Lorsqu’une noix de coco est carbonisée, elle produit du carbone qui, lorsqu’on l’étale en fine couche sur une feuille d’aluminium et qu’on l’expose à des ions électriquement chargés, stocke les ions dans ses pores. Or, plus le carbone possède de pores (d’une taille appropriée), plus il peut stocker d’énergie par gramme de matière. Le problème avec les noix de coco carbonisées, c’est qu’en fonction de la météo et du moment où elles sont récoltées, la densité des pores varie. « Avec les noix de coco, il n’est pas vraiment possible de contrôler la densité, ni la taille des pores », explique Taavi Madiberk.
« Les supercondensateurs forment l’épine dorsale d’un système énergétique »
Grâce à sa technologie exclusive qui permet de synthétiser du carbone à partir de carbures inorganiques, Skeleton Technologies est à présent capable de définir la porosité de son carbone. Résultat : des feuilles courbées de l’épaisseur d’un atome, dont chaque gramme contient une superficie uniformément poreuse de près de 2 000 mètres carrés pour stocker les ions. Le processus qu’utilise ensuite Skeleton pour fixer le carbone à la feuille d’aluminium et empiler ou rouler ces feuilles en les compressant en forme de cellules permet de fabriquer des supercondensateurs d’une densité énergétique quatre fois supérieure à ceux que ses concurrents fabriquent avec des noix de coco. Taavi Madiberk explique que l’entreprise tire son nom, Skeleton, du fait que, sous un microscope, le matériau qu’elle produit ressemble à un squelette humain. « Mais surtout, les supercondensateurs forment l’épine dorsale d’un système énergétique. »
========
Consignes écrites >>
1. D'après le texte sur les supercondensateurs, pourquoi le carbone tiré des noix de coco carbonisées pose-t-il problème ?
2. Relevez toutes les lignes des données qui contiennent la chaîne « knee ».

Données fournies >>
========
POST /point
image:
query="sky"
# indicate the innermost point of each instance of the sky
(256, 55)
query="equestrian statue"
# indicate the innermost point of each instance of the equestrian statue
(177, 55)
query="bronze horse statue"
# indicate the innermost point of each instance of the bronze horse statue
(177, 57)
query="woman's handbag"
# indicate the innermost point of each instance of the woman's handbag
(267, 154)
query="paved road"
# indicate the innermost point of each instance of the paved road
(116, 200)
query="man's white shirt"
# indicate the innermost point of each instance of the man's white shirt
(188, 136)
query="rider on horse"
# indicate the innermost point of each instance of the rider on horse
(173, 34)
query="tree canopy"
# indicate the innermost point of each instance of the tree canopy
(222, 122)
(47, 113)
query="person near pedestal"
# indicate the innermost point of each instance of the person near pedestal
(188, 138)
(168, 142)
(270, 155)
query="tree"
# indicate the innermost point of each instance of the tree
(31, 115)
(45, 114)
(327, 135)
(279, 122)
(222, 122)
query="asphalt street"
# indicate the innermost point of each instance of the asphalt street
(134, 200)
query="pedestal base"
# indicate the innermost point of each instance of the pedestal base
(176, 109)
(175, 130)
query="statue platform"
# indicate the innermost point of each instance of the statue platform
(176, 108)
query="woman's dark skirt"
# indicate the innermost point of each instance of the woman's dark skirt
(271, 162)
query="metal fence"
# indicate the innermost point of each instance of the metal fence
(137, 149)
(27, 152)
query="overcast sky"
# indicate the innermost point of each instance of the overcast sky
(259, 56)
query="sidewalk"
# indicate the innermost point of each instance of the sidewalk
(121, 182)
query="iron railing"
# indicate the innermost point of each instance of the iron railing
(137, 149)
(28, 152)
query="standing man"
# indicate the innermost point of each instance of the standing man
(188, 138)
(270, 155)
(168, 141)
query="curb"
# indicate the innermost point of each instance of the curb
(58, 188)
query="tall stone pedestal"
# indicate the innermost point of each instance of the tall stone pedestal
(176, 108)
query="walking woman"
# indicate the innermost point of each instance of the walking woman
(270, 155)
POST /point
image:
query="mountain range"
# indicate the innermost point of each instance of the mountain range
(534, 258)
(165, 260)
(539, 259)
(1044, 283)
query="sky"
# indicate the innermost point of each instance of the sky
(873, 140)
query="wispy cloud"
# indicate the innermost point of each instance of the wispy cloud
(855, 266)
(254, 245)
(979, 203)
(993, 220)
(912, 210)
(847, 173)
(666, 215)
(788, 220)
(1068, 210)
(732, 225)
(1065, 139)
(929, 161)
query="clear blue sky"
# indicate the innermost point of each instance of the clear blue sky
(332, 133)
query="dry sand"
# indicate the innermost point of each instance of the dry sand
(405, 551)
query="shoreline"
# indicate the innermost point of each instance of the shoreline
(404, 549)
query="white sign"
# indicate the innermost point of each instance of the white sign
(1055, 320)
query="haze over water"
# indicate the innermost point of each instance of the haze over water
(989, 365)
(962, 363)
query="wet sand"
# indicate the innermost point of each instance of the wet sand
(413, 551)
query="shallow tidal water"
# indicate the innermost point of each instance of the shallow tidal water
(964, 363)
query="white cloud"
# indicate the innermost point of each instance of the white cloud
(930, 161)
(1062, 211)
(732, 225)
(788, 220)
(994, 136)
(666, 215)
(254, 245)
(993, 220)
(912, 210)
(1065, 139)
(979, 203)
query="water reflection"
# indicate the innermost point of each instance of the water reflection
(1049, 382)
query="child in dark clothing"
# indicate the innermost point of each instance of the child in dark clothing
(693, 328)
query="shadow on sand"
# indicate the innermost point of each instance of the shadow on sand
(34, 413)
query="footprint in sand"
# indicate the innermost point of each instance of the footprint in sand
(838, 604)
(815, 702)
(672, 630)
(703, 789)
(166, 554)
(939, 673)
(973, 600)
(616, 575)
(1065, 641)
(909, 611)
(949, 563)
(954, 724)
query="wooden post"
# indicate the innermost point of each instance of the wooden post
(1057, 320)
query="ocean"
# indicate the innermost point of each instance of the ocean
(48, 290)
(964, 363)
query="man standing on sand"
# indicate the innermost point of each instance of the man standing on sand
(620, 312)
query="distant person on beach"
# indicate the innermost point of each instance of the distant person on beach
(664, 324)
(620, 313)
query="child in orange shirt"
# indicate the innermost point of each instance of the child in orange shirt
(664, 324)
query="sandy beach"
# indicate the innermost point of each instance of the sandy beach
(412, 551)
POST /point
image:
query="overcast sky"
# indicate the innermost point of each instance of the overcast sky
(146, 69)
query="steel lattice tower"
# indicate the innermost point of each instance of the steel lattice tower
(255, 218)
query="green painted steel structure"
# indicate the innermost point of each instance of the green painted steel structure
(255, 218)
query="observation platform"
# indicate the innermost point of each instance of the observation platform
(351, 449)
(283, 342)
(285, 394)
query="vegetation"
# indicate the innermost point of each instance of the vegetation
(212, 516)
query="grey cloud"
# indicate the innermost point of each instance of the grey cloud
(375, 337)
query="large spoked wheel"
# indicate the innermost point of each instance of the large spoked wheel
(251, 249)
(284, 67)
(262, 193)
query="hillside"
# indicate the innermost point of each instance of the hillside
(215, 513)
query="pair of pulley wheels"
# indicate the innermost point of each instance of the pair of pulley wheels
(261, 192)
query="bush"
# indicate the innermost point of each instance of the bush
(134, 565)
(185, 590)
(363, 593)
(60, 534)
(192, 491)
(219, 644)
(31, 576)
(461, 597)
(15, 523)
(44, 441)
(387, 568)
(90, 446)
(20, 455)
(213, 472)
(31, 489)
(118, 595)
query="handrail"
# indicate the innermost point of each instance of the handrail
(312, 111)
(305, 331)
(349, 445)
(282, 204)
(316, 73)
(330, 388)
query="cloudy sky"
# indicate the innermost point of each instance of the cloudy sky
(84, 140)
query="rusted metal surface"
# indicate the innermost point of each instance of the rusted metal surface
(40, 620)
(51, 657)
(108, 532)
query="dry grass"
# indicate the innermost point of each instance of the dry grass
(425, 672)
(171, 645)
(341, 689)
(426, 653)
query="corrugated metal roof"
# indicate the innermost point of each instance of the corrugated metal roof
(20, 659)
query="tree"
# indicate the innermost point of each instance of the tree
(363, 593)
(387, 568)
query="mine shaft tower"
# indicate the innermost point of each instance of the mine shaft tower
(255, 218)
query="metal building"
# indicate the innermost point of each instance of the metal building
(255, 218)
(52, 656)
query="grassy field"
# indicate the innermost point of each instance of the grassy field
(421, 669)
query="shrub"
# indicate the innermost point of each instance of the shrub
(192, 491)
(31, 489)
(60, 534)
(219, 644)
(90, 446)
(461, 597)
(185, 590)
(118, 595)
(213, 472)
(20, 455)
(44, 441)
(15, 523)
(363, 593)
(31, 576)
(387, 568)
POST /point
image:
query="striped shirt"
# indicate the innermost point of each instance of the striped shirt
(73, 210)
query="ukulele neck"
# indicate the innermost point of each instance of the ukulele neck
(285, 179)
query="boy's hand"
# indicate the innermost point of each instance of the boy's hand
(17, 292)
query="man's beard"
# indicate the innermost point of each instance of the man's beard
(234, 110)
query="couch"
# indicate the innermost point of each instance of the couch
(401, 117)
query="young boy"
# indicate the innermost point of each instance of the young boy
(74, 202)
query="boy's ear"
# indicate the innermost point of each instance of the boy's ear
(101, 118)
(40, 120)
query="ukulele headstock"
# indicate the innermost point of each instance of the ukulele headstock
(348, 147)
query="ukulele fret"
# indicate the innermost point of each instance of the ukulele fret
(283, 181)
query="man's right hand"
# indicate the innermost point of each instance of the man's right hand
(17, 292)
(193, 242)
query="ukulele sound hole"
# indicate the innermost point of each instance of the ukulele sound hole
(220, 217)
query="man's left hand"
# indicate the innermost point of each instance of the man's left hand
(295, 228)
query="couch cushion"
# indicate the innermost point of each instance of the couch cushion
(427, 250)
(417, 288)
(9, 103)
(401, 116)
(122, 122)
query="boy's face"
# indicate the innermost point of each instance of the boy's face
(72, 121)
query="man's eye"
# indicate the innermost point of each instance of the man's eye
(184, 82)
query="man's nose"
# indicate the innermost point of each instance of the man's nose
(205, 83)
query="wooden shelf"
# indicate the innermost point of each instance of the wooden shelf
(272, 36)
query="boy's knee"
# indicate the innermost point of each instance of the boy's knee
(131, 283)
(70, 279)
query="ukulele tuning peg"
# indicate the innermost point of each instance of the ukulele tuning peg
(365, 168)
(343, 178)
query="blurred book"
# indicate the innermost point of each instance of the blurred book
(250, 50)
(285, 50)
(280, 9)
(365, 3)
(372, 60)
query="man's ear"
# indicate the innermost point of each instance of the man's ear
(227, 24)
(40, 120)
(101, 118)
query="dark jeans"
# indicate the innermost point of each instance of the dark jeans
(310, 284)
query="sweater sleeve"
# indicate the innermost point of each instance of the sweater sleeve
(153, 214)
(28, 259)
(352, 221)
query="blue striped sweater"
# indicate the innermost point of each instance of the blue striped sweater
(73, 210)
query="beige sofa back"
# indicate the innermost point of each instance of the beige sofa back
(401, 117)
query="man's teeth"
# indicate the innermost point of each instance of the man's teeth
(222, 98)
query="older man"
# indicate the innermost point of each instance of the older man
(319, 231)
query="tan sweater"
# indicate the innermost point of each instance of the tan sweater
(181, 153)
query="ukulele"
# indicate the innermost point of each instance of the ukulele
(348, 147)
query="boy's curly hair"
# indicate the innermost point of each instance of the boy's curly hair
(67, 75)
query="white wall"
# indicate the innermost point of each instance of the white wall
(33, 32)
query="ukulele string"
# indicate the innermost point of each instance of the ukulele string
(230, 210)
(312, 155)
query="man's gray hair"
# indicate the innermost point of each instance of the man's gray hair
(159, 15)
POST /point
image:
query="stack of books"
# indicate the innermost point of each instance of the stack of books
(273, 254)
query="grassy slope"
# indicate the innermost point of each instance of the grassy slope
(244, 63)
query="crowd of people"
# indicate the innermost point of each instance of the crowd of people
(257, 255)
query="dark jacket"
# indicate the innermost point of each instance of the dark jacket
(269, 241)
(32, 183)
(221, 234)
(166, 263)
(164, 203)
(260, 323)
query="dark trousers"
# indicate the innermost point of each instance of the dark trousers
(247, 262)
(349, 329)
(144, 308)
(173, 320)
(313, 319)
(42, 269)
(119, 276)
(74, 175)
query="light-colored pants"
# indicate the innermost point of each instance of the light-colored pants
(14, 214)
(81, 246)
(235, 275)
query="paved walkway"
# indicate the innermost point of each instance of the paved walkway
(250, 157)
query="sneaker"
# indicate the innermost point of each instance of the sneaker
========
Exercice corrigé >>
1. Sa densité de pores varie selon la météo et le moment de la récolte, et on ne peut contrôler ni cette densité ni la taille des pores. Or plus le carbone possède de pores d'une taille appropriée, plus il peut stocker d'énergie par gramme.

2.
query="boy's knee"
# indicate the innermost point of each instance of the boy's knee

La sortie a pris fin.